» **YOUR OBJECTIVE**:
Reproduce every line of the records below, requests included, but offset each x and y pixel coordinate in the answers by adding 144. Leave the pictures out of your reply.

Dataset entries

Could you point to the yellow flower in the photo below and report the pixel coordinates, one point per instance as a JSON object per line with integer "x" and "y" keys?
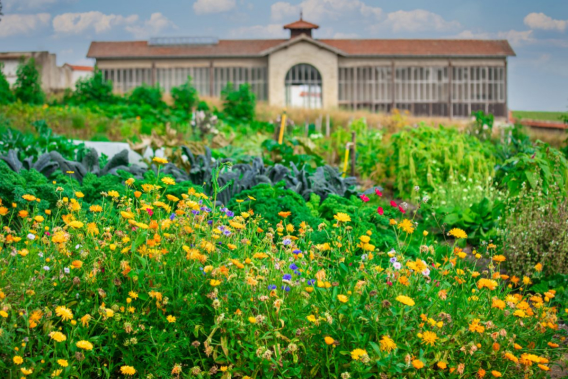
{"x": 58, "y": 336}
{"x": 160, "y": 160}
{"x": 387, "y": 344}
{"x": 65, "y": 313}
{"x": 429, "y": 338}
{"x": 85, "y": 345}
{"x": 342, "y": 217}
{"x": 458, "y": 233}
{"x": 358, "y": 353}
{"x": 417, "y": 363}
{"x": 405, "y": 300}
{"x": 127, "y": 370}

» **TASK SOLUTION**:
Could you point to the yellow flower in the photo below and report the pixel coordinates, one point per instance as a JSON object per line with integer "x" and "y" keys?
{"x": 202, "y": 480}
{"x": 304, "y": 304}
{"x": 531, "y": 488}
{"x": 209, "y": 457}
{"x": 573, "y": 482}
{"x": 229, "y": 489}
{"x": 486, "y": 361}
{"x": 602, "y": 377}
{"x": 502, "y": 497}
{"x": 561, "y": 507}
{"x": 549, "y": 444}
{"x": 271, "y": 514}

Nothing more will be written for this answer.